Excerpts from a detection dataset –
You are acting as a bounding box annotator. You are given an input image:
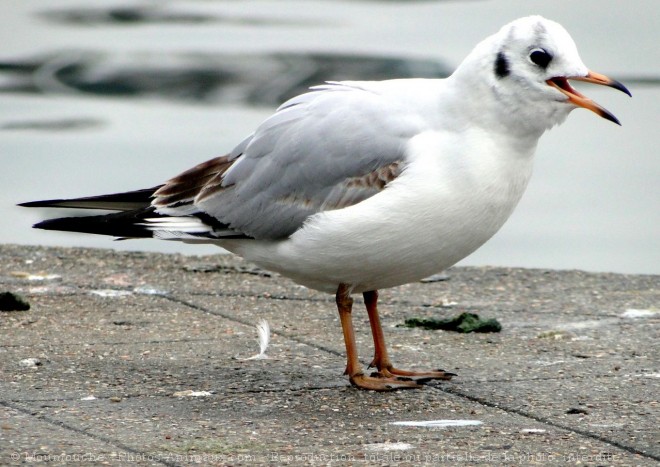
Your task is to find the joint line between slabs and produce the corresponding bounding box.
[0,401,179,467]
[433,386,660,461]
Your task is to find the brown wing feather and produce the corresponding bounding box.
[153,156,236,207]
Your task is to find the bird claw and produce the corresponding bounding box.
[350,373,422,391]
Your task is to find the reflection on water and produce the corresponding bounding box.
[0,51,450,106]
[0,0,660,273]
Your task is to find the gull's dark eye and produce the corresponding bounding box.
[529,49,552,69]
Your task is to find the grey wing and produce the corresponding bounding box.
[154,83,420,239]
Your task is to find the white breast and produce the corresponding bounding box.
[225,131,535,293]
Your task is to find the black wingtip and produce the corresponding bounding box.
[33,209,154,238]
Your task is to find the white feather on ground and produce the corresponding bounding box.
[246,319,270,360]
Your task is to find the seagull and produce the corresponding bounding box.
[22,16,630,391]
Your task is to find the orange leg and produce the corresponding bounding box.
[362,290,456,383]
[336,284,420,391]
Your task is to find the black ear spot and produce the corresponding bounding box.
[495,52,511,78]
[529,49,552,70]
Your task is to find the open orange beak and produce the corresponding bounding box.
[546,71,632,125]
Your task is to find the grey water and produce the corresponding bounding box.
[0,0,660,274]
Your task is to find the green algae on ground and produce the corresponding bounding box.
[402,313,502,333]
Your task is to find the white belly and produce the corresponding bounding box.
[222,131,531,293]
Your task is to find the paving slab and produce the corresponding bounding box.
[0,245,660,466]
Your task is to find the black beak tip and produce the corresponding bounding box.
[610,80,632,97]
[600,109,621,126]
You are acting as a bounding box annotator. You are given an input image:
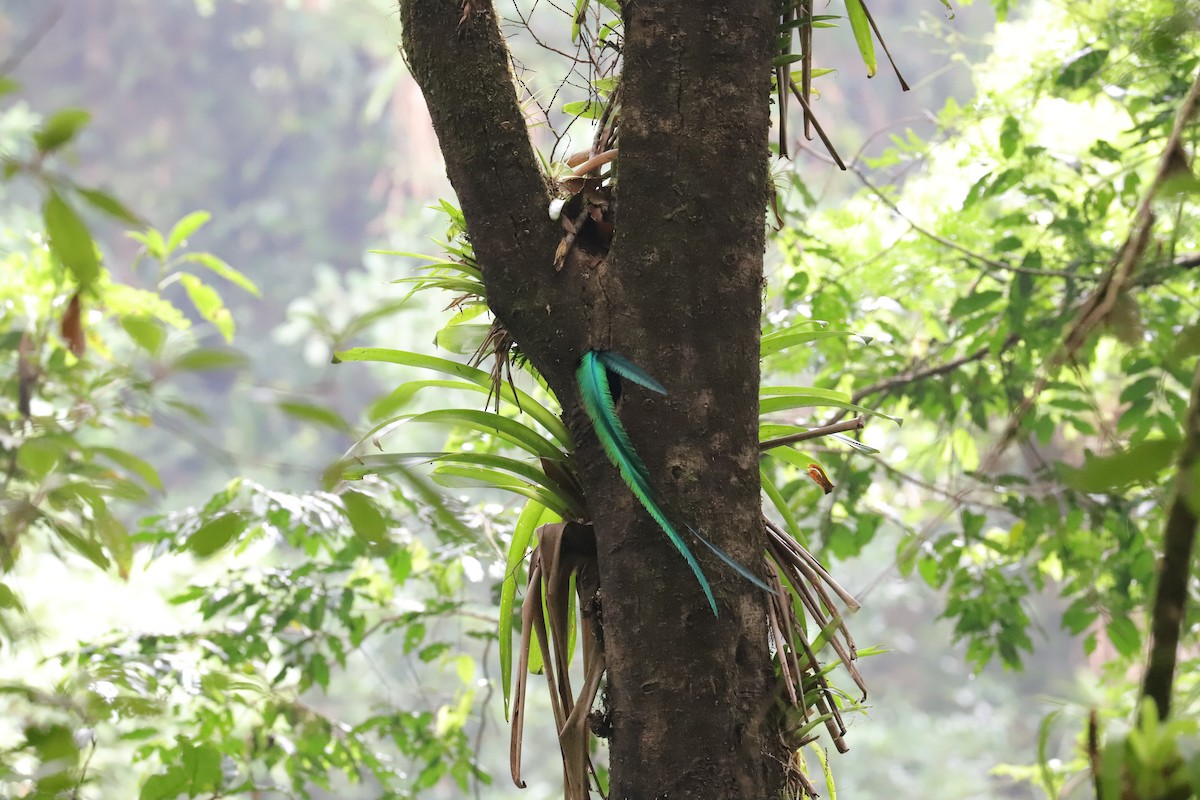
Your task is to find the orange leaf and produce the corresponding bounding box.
[62,291,88,357]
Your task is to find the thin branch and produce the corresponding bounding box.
[850,166,1080,278]
[758,416,866,452]
[851,333,1021,404]
[979,73,1200,473]
[1141,365,1200,720]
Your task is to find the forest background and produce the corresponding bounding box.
[0,0,1200,799]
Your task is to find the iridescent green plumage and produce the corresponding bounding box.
[575,350,772,615]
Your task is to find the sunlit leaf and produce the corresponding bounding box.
[42,190,100,289]
[184,511,248,558]
[34,108,91,155]
[163,211,212,255]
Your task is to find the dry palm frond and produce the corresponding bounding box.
[469,319,521,414]
[763,517,866,752]
[509,522,605,800]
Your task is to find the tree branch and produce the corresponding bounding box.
[400,0,578,389]
[851,333,1021,404]
[1141,365,1200,720]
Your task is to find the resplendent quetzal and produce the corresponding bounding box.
[575,350,774,616]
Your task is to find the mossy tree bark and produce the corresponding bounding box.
[400,0,787,800]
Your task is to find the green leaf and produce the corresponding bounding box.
[1104,615,1141,658]
[1054,48,1109,89]
[74,186,145,227]
[758,327,871,357]
[179,272,234,342]
[758,467,805,545]
[430,464,570,518]
[341,491,391,547]
[121,317,167,355]
[17,437,67,481]
[499,500,547,720]
[950,289,1004,319]
[408,408,563,461]
[91,447,162,492]
[180,251,262,297]
[1061,439,1180,493]
[563,100,604,120]
[42,190,100,289]
[0,583,24,614]
[434,452,584,517]
[34,108,91,156]
[1000,115,1021,158]
[163,211,212,255]
[433,324,492,355]
[170,348,250,372]
[846,0,876,78]
[184,511,247,558]
[125,228,167,260]
[334,348,574,451]
[758,386,904,425]
[96,511,133,581]
[276,401,350,433]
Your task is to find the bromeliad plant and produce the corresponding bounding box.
[331,203,900,798]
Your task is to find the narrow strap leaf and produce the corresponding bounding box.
[594,350,667,395]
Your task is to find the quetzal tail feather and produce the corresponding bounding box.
[575,350,773,615]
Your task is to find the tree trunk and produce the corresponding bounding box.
[401,0,788,800]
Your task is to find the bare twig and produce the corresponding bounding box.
[980,68,1200,473]
[758,416,866,451]
[1141,365,1200,720]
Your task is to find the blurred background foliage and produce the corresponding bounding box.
[0,0,1200,799]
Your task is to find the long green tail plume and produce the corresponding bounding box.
[575,350,772,615]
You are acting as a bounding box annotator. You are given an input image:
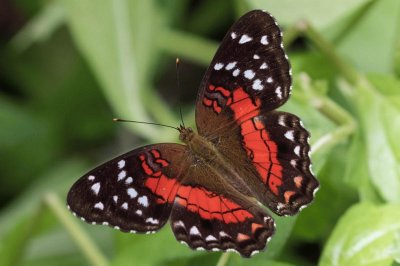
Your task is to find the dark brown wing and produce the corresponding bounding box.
[170,162,275,257]
[67,144,187,233]
[196,10,318,215]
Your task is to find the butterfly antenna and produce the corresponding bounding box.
[179,107,185,127]
[175,57,185,127]
[113,118,179,131]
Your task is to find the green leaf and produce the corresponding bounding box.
[338,0,400,73]
[353,80,400,203]
[247,0,370,29]
[62,0,171,141]
[319,203,400,266]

Instructions for the task –
Revise the listing above by changing "bounding box annotator" to "object annotator" everywhere and keeping every other line as it is. Omit the pictures from your answer.

Answer –
You are acting as a object annotator. You are given an input image:
Your task is to find the joint line between slabs and produce the corresponding bounding box.
[0,401,179,467]
[433,386,660,461]
Your task is to find the brown wing feather and produce the corresponding bounding box.
[153,156,236,207]
Your task is to find the bird claw and produce the corresponding bounding box.
[350,373,422,391]
Your task is to find the reflection on water and produce the corresponding bounding box.
[0,51,450,106]
[0,0,660,273]
Your task is to find the gull's dark eye and produce the corresponding bounding box.
[529,49,552,69]
Your task is to find the grey wing and produce the corresponding bounding box.
[154,83,420,239]
Your task is to find the white breast and produce the corresponding bounding box.
[225,131,535,293]
Your task is to find the black wingtip and produce the corresponding bounding box.
[33,209,154,238]
Your task is to find the white feather on ground and produce the corresponding bounding box.
[246,319,270,360]
Your task is to find the seagull and produce the corresponding bounding box.
[22,16,630,391]
Your task is to find the orange leg and produce the corresponding bounding box.
[362,290,456,383]
[336,284,420,391]
Your task is to find the black ear spot and produce the corresponding bounding box.
[495,52,511,78]
[529,49,552,70]
Your task is to find the open orange beak and produce the corresponding bounding box.
[546,71,632,125]
Your task is to find the grey water and produce the corresponding bounding box.
[0,0,660,274]
Your task is to find the green algae on ground and produce the corresponding bounding box.
[402,313,502,333]
Your task is to find the white belly and produce the corresponding bounding box.
[222,131,531,293]
Your task is to find the paving slab and produce the corresponding bounding box.
[0,245,660,466]
Your task is to find the black beak tip and produce the corresponding bounding box.
[610,80,632,97]
[600,109,621,126]
You are acting as a object annotator. You are given an input image:
Your task is to find the orange leaf and produce the corresponding bounding box.
[62,291,88,357]
Your task is to find the thin branch and produce the corresponding bounding box.
[850,166,1080,278]
[758,416,866,452]
[851,333,1021,404]
[979,73,1200,473]
[1141,365,1200,720]
Your task is to find the forest background and produce the corresponding bounding box.
[0,0,1200,799]
Your task is to find the iridescent green plumage and produce the corresponding bounding box.
[575,350,772,615]
Your task is to find the sunlit leaf and produce the corresponding bounding box.
[42,190,100,289]
[184,511,248,558]
[34,108,91,155]
[163,211,212,255]
Your task is to find the dry palm frond and produce the corresponding bounding box.
[469,319,521,414]
[763,517,866,752]
[509,522,605,800]
Your task is to find the tree branch and produce the corresponding bounding box.
[400,0,578,389]
[851,333,1021,404]
[1141,365,1200,720]
Your task is to find the resplendent quetzal and produce the corresponding bounding box.
[575,350,774,616]
Your task is to find the mossy tree bark and produce the corresponding bounding box.
[400,0,787,800]
Your task is to find the green leaf and produce the corresponding bounding box.
[1104,615,1141,658]
[1054,48,1109,89]
[74,186,145,227]
[758,327,871,357]
[179,272,234,342]
[758,467,805,545]
[430,464,570,518]
[341,491,391,547]
[121,317,167,355]
[17,437,67,481]
[499,500,547,720]
[950,289,1004,319]
[408,408,563,461]
[91,447,162,492]
[180,251,262,297]
[1061,439,1180,493]
[563,100,604,120]
[42,190,100,289]
[0,583,24,614]
[434,452,584,517]
[34,108,91,156]
[1000,115,1021,158]
[163,211,212,255]
[433,324,492,355]
[170,348,250,372]
[846,0,876,78]
[184,511,247,558]
[125,228,167,260]
[334,348,574,451]
[758,386,904,425]
[96,511,133,581]
[276,401,350,433]
Your task is to find the bromeliad plant and produce the corresponding bounding box.
[331,203,900,798]
Your task is to find the narrow strap leaf and produce the corresponding bounding box.
[594,350,667,395]
Your task is to find the quetzal tail feather and produce the corresponding bounding box.
[575,350,773,615]
Your task is to find the tree trunk and produce the corresponding bounding box.
[401,0,788,800]
Your task is to find the bare twig and produce the corresponding bounding box.
[980,68,1200,473]
[758,416,866,451]
[1141,365,1200,720]
Your task is to find the blurred background foliage and produce the corresponding bounding box.
[0,0,1200,799]
Your task is to find the long green tail plume and produce the corresponding bounding box.
[575,350,772,615]
You are acting as a object annotator. You are given an input image:
Your task is to find the dark brown wing and produce the corresponding bounding box.
[170,162,275,257]
[67,144,187,233]
[196,10,318,215]
Your task is to find the butterfly antenna and produce the corresponding bounding box.
[179,107,185,127]
[175,57,185,127]
[113,118,179,131]
Your task is to find the green leaf and produce the corresponding bounding box.
[338,0,400,73]
[353,80,400,203]
[247,0,370,29]
[62,0,171,141]
[319,203,400,266]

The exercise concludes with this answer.